◆ **Exercise instructions**
Repeat the rows below word for word, including each line of text, but leave the pictures out of your answer.

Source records
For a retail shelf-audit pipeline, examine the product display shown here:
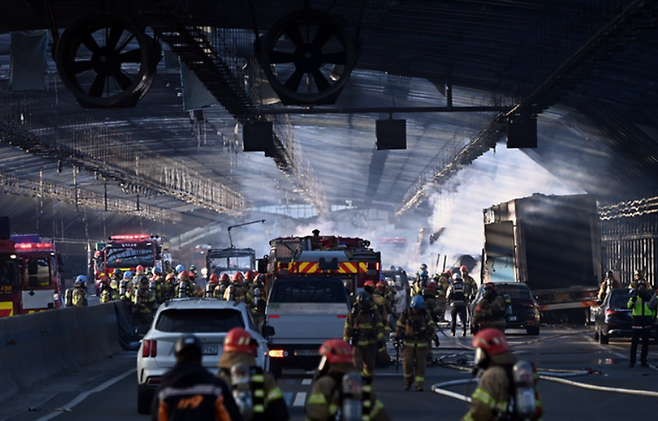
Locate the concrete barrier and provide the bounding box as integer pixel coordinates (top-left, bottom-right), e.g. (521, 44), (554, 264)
(0, 318), (18, 402)
(8, 312), (65, 387)
(0, 304), (122, 402)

◆ **Task response**
For a retail shelf-audit pipeline, examine the product display shown here:
Locate the concrete barrier and provide the bounding box as integer pixel coordinates (top-left, bottom-right), e.g. (521, 44), (554, 264)
(0, 318), (18, 402)
(8, 312), (65, 387)
(0, 304), (122, 402)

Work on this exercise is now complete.